TASK TO CARRY OUT -
Below is a set of records; print all of them exactly as written.

MATERIAL PROVIDED -
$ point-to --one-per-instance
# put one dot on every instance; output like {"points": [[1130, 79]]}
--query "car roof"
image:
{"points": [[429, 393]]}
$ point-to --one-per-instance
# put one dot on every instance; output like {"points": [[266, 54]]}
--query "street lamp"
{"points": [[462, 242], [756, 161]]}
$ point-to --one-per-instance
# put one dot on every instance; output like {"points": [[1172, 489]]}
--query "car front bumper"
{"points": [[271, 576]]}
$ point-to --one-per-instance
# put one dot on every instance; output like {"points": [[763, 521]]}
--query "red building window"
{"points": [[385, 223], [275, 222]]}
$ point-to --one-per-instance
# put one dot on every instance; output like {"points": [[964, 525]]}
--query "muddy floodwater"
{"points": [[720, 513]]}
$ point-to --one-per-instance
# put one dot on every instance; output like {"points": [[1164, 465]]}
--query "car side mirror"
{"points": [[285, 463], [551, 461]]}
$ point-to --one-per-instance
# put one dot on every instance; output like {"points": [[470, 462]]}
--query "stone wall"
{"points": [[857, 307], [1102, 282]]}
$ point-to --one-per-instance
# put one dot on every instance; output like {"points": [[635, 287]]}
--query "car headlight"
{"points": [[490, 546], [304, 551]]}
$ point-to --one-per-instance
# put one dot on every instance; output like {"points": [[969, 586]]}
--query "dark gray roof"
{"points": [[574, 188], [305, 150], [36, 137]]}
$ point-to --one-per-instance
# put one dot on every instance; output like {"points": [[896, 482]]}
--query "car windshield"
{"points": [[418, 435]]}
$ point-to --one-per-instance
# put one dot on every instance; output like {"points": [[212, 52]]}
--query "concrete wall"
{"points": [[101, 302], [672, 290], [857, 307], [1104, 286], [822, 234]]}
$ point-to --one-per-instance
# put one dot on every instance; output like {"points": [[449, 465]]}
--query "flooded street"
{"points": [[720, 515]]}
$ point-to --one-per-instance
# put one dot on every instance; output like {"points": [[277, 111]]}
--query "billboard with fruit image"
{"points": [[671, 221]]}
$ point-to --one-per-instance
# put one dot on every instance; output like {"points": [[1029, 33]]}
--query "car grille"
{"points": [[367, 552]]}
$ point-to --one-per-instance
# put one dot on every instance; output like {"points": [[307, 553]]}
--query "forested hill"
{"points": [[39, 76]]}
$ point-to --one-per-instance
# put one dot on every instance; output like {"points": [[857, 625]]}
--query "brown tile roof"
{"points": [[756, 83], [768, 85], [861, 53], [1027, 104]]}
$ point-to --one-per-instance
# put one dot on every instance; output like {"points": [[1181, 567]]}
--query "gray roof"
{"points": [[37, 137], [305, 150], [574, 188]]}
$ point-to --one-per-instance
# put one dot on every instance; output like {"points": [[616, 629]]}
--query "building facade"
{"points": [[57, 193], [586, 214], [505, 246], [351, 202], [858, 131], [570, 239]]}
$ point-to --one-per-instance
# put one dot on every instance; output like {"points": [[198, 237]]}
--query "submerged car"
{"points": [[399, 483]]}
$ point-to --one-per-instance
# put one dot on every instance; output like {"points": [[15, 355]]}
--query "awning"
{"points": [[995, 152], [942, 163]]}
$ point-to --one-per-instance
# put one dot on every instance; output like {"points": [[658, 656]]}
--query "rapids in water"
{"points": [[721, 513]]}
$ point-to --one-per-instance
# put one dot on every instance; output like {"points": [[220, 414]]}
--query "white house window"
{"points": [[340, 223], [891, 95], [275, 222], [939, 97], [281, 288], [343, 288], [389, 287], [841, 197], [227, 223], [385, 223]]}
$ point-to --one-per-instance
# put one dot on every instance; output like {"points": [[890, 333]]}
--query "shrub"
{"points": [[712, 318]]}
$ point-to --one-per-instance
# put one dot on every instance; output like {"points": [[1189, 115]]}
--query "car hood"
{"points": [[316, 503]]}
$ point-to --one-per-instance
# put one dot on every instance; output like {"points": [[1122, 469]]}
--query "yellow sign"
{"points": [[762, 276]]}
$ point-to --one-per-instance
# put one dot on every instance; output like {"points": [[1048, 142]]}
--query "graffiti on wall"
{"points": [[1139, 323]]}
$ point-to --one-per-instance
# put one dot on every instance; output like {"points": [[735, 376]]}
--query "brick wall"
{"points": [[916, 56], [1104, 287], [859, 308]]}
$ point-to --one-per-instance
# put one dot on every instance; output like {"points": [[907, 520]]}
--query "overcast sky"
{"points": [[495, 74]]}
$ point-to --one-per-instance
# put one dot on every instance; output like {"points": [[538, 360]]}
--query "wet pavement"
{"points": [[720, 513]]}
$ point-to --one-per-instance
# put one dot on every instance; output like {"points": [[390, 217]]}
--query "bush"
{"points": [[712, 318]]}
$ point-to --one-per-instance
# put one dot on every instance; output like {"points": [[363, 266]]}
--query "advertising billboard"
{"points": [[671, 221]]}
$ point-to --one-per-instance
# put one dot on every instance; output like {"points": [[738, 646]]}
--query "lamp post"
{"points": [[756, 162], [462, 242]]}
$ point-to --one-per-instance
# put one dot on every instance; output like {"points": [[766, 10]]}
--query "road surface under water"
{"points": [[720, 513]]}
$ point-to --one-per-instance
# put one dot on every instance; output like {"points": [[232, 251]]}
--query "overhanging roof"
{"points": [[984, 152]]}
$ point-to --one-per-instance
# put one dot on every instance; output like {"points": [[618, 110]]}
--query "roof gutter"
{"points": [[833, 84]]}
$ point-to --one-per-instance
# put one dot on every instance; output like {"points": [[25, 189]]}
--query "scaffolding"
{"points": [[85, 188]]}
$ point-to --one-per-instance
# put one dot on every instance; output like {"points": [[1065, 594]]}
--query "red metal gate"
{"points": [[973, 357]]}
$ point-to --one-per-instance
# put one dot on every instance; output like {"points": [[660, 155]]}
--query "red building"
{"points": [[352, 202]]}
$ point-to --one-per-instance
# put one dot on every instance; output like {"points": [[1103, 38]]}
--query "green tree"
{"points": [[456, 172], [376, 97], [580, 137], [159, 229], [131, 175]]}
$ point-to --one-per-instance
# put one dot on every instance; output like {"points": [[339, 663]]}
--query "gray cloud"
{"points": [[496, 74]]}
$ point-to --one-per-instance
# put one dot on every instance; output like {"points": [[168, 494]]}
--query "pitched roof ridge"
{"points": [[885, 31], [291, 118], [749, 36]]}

TASK SOLUTION -
$ point-to --one-per-instance
# put one dot on every instance; output like {"points": [[1130, 79]]}
--query "car roof"
image:
{"points": [[429, 393]]}
$ point-to --one-per-instance
# put one dot on every instance; output like {"points": [[266, 54]]}
--query "street lamp"
{"points": [[462, 242], [756, 161]]}
$ point-to --one-per-instance
# put one dot on every instance; output like {"points": [[1172, 489]]}
--query "car front bumper"
{"points": [[271, 576]]}
$ point-to --one-per-instance
# put one dot on every instance; output like {"points": [[763, 521]]}
--query "red building window"
{"points": [[385, 223], [275, 222]]}
$ point-to --one-per-instance
# put one dot on every instance; output like {"points": [[964, 525]]}
--query "muddy floodwater"
{"points": [[720, 513]]}
$ point-to --one-per-instance
# put one dot on every instance; output like {"points": [[1164, 465]]}
--query "car side mirror"
{"points": [[285, 463], [551, 461]]}
$ point-to --one-per-instance
# put one dot on every instance; output like {"points": [[470, 462]]}
--query "stone wall"
{"points": [[857, 307], [1102, 282]]}
$ point-to --one-per-instance
# put one dot on every instance; output like {"points": [[635, 287]]}
--query "car headlight"
{"points": [[490, 546], [304, 551]]}
$ point-to --one-per-instance
# put one dot on every instance; output like {"points": [[969, 586]]}
--query "dark gray roof"
{"points": [[574, 188], [305, 150], [36, 137]]}
$ point-to --one-per-instance
# put one dot on every instance; output like {"points": [[896, 482]]}
--query "car windshield"
{"points": [[418, 435]]}
$ point-to --one-per-instance
# put one dot on every instance; output like {"points": [[212, 52]]}
--query "concrete wall"
{"points": [[101, 302], [672, 290], [857, 307], [1104, 286], [822, 234]]}
$ point-to --one-per-instance
# put one dot on every instance; output like {"points": [[449, 465]]}
--query "flooded street"
{"points": [[720, 515]]}
$ point-to --one-per-instance
# put one dot on every instance; output like {"points": [[277, 111]]}
--query "billboard with fruit image"
{"points": [[671, 221]]}
$ point-to --one-per-instance
# put one dot on every instance; output like {"points": [[1029, 33]]}
--query "car grille"
{"points": [[367, 552]]}
$ point-to --one-per-instance
# put one dot on every instance; output like {"points": [[307, 553]]}
--query "forested hill"
{"points": [[39, 76]]}
$ point-to --one-per-instance
# put one dot on every instance; output like {"points": [[857, 625]]}
--query "brown tile roof"
{"points": [[756, 83], [768, 85], [861, 53], [1027, 104]]}
$ point-to --one-per-instance
# put one dot on every instance; output like {"points": [[1181, 567]]}
--query "gray roof"
{"points": [[37, 137], [305, 150], [574, 188]]}
$ point-to --one-per-instance
# put one dot on every instance; output like {"points": [[616, 629]]}
--query "building facade"
{"points": [[57, 193], [586, 214], [505, 246], [351, 202], [858, 131], [570, 239]]}
$ point-to --one-per-instance
# put one dot on every instance; output like {"points": [[198, 237]]}
--query "submerged car"
{"points": [[399, 483]]}
$ point-to --one-per-instance
# put one dot on every instance; output like {"points": [[15, 355]]}
--query "awning"
{"points": [[995, 152], [942, 163]]}
$ point-to --one-per-instance
# put one dot on every instance; output like {"points": [[658, 656]]}
--query "rapids in water"
{"points": [[721, 513]]}
$ point-to --one-per-instance
# put one dot on every instance; output like {"points": [[220, 414]]}
--query "white house window"
{"points": [[340, 223], [891, 95], [275, 222], [939, 97], [281, 288], [343, 288], [389, 287], [841, 197], [227, 223], [385, 223]]}
$ point-to --one-per-instance
# put one dot on every instance; output like {"points": [[890, 333]]}
--query "shrub"
{"points": [[712, 318]]}
$ point-to --one-per-instance
# put one dot on every instance; output like {"points": [[1189, 115]]}
--query "car hood"
{"points": [[316, 503]]}
$ point-to --one-per-instance
# put one dot on every instance; output like {"points": [[1122, 469]]}
--query "yellow sign"
{"points": [[762, 276]]}
$ point-to --one-per-instance
# put one dot on every instance; output like {"points": [[1048, 142]]}
--query "graffiti on wall"
{"points": [[1139, 323]]}
$ point-to --one-per-instance
# put one dot on every instance; output like {"points": [[735, 376]]}
--query "brick wall"
{"points": [[916, 56], [1104, 287], [859, 308]]}
$ point-to --one-per-instance
# put one dot on every instance; output like {"points": [[907, 520]]}
--query "overcast sky"
{"points": [[495, 74]]}
$ point-to --one-per-instance
# put one dot on every instance; output like {"points": [[538, 360]]}
--query "wet pavement"
{"points": [[720, 513]]}
$ point-to --one-per-instance
# put one dot on every instance; output like {"points": [[390, 217]]}
--query "bush"
{"points": [[712, 318]]}
$ point-to --one-per-instance
# put one dot on every instance; output like {"points": [[363, 266]]}
--query "advertising billboard"
{"points": [[671, 221]]}
$ point-to --one-per-instance
# put one dot on every instance; output like {"points": [[738, 646]]}
--query "lamp post"
{"points": [[756, 162], [462, 242]]}
$ point-to --one-per-instance
# put one dot on every instance; output like {"points": [[766, 10]]}
--query "road surface under water"
{"points": [[720, 513]]}
$ point-to --one-per-instance
# put one dot on every instance; output like {"points": [[232, 251]]}
--query "overhanging roof"
{"points": [[984, 152]]}
$ point-to --one-per-instance
# put one dot on every instance; output like {"points": [[618, 110]]}
--query "roof gutter"
{"points": [[833, 84]]}
$ point-to --one-per-instance
# put one dot on every instance; output like {"points": [[25, 189]]}
--query "scaffolding"
{"points": [[85, 188]]}
$ point-to --one-per-instance
# put one dot on every instance; output like {"points": [[1065, 594]]}
--query "red metal gate"
{"points": [[973, 357]]}
$ point-to --one-per-instance
# put one dot on every instance; output like {"points": [[660, 155]]}
--query "red building"
{"points": [[352, 202]]}
$ point-to --one-per-instance
# put one dot on every instance; output like {"points": [[1103, 38]]}
--query "green tree"
{"points": [[456, 172], [376, 97], [580, 137], [159, 229], [131, 175]]}
$ point-to --one-per-instance
# put one dot on every instance; output like {"points": [[339, 663]]}
--query "gray cloud"
{"points": [[496, 74]]}
$ point-to --one-per-instance
# put one dot on every instance; output like {"points": [[168, 494]]}
--query "pitched roof ridge"
{"points": [[885, 31], [291, 118], [749, 36]]}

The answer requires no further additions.